Directive
Copy every line of the records below word for word, leaving out the pictures.

Data rows

═══

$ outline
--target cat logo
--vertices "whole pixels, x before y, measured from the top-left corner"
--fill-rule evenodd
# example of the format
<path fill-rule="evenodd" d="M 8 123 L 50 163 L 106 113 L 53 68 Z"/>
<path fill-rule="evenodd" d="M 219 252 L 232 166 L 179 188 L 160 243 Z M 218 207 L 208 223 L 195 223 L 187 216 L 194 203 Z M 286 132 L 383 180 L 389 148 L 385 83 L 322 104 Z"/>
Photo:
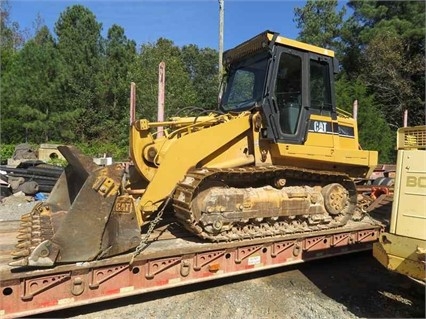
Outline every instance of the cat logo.
<path fill-rule="evenodd" d="M 314 132 L 325 133 L 327 132 L 327 122 L 314 122 Z"/>
<path fill-rule="evenodd" d="M 426 188 L 426 176 L 407 176 L 407 187 Z"/>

═══

Expected answer
$ outline
--target cat logo
--vertices "whole pixels, x before y, measured from the top-left corner"
--fill-rule evenodd
# example of the format
<path fill-rule="evenodd" d="M 8 123 L 50 163 L 106 113 L 53 68 Z"/>
<path fill-rule="evenodd" d="M 219 252 L 232 166 L 179 188 L 160 243 Z M 218 207 L 208 223 L 195 223 L 187 216 L 194 203 Z M 286 132 L 383 180 L 389 148 L 385 83 L 322 104 Z"/>
Photo:
Outline every instance of the cat logo.
<path fill-rule="evenodd" d="M 314 132 L 325 133 L 327 132 L 327 122 L 314 122 Z"/>
<path fill-rule="evenodd" d="M 426 188 L 426 176 L 407 176 L 407 187 Z"/>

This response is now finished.